WHAT YOU ARE ASKED TO DO:
Please give again, word for word, the line that contains "Drop one point on every instance of the woman's orange" and every line after it to the end of the data, with no other lines.
*** EXERCISE INPUTS ***
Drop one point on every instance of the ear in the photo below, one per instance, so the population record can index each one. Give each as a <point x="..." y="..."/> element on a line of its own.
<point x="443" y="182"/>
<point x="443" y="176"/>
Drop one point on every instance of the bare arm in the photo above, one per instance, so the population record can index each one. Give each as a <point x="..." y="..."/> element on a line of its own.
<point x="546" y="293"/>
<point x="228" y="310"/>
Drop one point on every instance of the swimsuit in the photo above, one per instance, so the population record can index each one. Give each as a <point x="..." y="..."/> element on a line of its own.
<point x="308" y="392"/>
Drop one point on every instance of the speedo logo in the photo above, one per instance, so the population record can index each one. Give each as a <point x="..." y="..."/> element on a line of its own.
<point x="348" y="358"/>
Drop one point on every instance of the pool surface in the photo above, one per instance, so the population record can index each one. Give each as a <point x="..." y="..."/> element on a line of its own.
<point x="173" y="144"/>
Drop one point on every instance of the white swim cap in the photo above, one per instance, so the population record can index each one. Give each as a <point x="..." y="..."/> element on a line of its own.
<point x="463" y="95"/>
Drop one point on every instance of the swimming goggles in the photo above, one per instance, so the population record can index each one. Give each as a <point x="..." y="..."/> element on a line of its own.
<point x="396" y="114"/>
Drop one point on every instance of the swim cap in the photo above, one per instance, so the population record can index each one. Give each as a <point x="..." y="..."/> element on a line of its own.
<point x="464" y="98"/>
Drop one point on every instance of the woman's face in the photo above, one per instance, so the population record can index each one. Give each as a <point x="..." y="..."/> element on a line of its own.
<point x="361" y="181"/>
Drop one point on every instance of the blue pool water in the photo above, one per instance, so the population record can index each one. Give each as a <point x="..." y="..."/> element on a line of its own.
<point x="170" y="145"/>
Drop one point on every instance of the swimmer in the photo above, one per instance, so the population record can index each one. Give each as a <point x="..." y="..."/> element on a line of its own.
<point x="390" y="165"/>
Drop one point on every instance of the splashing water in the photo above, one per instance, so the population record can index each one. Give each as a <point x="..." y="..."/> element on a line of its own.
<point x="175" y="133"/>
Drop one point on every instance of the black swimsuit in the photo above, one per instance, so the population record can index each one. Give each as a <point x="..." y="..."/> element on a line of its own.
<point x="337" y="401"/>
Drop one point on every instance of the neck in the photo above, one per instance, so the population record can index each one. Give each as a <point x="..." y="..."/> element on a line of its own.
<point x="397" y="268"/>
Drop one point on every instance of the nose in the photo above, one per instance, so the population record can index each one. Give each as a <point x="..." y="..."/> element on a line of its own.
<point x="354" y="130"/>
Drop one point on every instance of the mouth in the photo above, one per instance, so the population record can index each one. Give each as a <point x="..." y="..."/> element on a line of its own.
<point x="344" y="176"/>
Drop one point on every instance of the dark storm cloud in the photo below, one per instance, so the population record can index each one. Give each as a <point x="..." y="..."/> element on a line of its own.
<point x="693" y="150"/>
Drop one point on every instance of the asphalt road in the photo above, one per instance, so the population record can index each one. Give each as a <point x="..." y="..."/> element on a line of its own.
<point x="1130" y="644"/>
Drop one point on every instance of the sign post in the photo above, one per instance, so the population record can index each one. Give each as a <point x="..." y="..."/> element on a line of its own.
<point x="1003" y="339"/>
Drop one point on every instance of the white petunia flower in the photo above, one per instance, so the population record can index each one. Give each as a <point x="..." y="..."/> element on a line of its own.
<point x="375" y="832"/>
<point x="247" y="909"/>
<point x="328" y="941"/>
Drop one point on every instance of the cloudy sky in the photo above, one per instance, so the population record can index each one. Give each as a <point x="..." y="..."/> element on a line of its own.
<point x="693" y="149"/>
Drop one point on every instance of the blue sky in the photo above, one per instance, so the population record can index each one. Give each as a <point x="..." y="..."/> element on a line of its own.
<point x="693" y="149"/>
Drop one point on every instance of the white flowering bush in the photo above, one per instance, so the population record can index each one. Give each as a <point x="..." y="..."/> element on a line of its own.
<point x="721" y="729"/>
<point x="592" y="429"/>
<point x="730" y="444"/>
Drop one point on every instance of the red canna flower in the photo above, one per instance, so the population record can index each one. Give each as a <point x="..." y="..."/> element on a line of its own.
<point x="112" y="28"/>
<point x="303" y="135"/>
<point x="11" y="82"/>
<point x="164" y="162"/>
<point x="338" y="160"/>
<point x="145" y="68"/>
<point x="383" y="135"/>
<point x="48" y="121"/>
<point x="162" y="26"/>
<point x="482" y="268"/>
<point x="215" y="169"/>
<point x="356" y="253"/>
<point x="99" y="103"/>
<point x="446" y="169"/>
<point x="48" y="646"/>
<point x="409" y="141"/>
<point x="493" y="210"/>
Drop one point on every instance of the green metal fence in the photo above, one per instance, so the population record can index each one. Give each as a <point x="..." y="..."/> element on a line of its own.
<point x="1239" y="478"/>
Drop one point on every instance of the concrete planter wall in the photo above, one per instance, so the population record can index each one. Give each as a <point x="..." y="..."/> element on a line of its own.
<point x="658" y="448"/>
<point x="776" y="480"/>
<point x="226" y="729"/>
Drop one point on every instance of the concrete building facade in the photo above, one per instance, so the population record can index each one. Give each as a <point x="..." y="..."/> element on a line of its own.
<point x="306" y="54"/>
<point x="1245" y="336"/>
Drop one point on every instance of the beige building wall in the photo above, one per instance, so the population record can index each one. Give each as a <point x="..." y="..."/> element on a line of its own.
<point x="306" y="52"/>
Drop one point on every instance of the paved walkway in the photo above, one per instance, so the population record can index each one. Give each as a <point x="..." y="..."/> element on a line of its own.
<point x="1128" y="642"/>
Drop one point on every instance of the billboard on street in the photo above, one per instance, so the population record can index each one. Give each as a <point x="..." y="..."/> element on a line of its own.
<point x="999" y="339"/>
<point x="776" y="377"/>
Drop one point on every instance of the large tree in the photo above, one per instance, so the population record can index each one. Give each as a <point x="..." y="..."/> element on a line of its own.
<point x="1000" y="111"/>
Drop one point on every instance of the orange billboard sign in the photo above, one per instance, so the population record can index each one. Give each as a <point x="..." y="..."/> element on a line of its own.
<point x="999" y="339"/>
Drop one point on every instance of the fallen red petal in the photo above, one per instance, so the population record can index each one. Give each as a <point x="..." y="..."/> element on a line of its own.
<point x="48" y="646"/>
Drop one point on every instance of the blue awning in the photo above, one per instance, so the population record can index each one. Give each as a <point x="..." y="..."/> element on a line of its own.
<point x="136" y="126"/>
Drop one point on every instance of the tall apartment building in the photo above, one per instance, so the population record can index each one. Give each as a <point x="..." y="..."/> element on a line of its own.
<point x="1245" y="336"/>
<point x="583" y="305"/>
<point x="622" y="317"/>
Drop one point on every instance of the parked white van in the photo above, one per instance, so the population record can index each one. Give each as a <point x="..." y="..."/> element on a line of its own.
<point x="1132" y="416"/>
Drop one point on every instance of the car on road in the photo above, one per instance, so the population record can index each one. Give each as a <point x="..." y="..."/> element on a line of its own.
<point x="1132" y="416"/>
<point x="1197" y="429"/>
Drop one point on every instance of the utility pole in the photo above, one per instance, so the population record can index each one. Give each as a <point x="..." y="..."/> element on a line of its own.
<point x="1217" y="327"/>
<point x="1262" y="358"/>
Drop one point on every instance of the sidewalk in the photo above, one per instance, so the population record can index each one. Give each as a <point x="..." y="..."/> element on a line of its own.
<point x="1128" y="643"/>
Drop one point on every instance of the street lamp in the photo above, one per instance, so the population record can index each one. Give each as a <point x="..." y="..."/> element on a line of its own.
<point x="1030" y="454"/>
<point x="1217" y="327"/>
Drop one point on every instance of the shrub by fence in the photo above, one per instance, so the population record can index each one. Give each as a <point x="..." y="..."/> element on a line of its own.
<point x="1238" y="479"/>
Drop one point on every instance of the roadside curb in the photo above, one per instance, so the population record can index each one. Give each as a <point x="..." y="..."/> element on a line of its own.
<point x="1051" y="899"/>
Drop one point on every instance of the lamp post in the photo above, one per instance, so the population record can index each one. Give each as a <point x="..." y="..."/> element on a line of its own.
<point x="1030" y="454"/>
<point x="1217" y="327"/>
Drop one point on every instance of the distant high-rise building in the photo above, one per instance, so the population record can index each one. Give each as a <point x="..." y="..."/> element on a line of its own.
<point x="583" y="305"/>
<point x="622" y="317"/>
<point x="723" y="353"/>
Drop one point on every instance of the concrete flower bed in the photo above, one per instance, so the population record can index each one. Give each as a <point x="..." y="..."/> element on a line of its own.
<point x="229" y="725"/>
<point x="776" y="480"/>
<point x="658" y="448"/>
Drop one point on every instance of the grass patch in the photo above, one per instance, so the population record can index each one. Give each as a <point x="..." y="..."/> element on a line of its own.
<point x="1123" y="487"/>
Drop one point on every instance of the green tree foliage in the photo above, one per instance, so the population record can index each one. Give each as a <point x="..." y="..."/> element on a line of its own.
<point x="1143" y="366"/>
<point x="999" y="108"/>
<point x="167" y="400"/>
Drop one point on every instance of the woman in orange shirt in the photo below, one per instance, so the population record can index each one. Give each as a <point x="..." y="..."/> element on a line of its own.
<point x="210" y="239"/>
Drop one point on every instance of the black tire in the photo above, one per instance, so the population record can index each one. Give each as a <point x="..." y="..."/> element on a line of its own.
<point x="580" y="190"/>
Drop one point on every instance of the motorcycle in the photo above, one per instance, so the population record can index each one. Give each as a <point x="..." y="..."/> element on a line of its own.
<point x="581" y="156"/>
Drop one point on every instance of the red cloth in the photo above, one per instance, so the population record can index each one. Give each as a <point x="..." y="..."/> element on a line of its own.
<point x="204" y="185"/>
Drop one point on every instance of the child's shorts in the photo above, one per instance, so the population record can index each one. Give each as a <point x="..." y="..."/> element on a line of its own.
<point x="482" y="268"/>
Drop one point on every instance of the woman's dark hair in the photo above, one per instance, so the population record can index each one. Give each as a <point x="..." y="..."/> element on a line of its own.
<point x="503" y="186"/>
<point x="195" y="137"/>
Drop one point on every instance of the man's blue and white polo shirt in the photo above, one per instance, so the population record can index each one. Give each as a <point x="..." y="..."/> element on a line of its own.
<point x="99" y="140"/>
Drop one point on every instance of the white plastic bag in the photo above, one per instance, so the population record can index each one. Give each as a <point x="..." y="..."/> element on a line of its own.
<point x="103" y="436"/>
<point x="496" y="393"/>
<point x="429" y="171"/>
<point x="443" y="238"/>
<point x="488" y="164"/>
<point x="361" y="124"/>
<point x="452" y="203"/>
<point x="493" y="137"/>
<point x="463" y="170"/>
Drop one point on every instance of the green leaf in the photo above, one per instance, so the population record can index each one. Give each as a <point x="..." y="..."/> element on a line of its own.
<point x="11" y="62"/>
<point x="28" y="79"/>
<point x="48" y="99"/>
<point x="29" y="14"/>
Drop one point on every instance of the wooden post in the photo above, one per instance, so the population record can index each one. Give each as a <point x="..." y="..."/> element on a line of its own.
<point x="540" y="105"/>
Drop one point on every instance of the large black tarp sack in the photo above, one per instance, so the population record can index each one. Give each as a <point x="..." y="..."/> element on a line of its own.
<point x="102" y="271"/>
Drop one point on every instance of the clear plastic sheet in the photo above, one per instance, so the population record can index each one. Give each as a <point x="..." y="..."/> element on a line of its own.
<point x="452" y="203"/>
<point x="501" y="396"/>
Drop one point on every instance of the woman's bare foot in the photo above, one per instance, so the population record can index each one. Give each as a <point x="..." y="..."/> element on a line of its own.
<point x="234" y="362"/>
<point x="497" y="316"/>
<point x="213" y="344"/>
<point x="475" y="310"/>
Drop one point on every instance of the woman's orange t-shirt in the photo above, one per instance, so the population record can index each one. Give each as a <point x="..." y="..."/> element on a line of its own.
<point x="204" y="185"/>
*** End of EXERCISE INPUTS ***
SOLUTION:
Drop one point on every instance of the woman's orange t-shirt in the photo above, one per instance, so the population record can index each one. Give each as a <point x="..." y="..."/> element on a line of its own.
<point x="204" y="185"/>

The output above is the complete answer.